Giving Nature Some Breathing Room

Fragrant fritillary on Coyote Ridge: photo courtesy of Stuart Weiss

 

We all need room to breathe: a period of rest in order for us to regain or increase strength. Nature needs that too. And the additional stress brought on by climate change has some natural environments needing a little more time than others.

At the Santa Clara Valley Habitat Agency (Habitat Agency) we’re in the business of protecting and enhancing habitat for endangered species. We are entrusted with protecting eighteen local wildlife and plant species and their habitat, and we’re committed to ensuring that they have the space needed for recovery.

A Holistic Approach to Protecting Listed Species and Enhancing Natural Resources

Created by a joint agreement between Santa Clara County, the cities of Morgan Hill, Gilroy, and San Jose, the Valley Transportation Authority, and Valley Water, the Habitat Agency is responsible for implementing the Santa Clara Valley Habitat Conservation Plan and Natural Community Conservation Plan (Habitat Plan). In short, the Habitat Plan – approved by these jurisdictions in 2013 – is both a plan for mitigation and enhancement.

Through a regulatory framework for local governments, districts, and landowners, it streamlines the necessary permitting process for projects that support economic development of the region. The permit fees paid mitigate for the habitat of the eighteen covered species affected by the projects.

The Habitat Plan takes a holistic approach to protecting listed species and enhancing natural resources. The latter is where the Natural Community Conservation Plan kicks in. Often referred to as the “gold standard” of ecological landscape scale conservation, it requires the enhancement or improvement of the overall condition of a species. 

The Habitat Plan’s conservation biology mission is landscape scale conservation, so habitat patch size matters as does creating wildlife corridors and refugia for wildlife, protecting biodiversity, building redundancy and resiliency into the landscape, and adaptive management.

§ **Work instructions**: Repeat the breathing-room text from "Giving Nature Some" to "time than others.", swapping "climate change" for "habitat loss".

§ **Excerpted data**:
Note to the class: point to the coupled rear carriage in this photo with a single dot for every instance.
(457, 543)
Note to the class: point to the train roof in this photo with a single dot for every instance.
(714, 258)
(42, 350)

§ **Solution to the exercise**:
Giving Nature Some Breathing Room

Fragrant fritillary on Coyote Ridge: photo courtesy of Stuart Weiss

 

We all need room to breathe: a period of rest in order for us to regain or increase strength. Nature needs that too. And the additional stress brought on by habitat loss has some natural environments needing a little more time than others.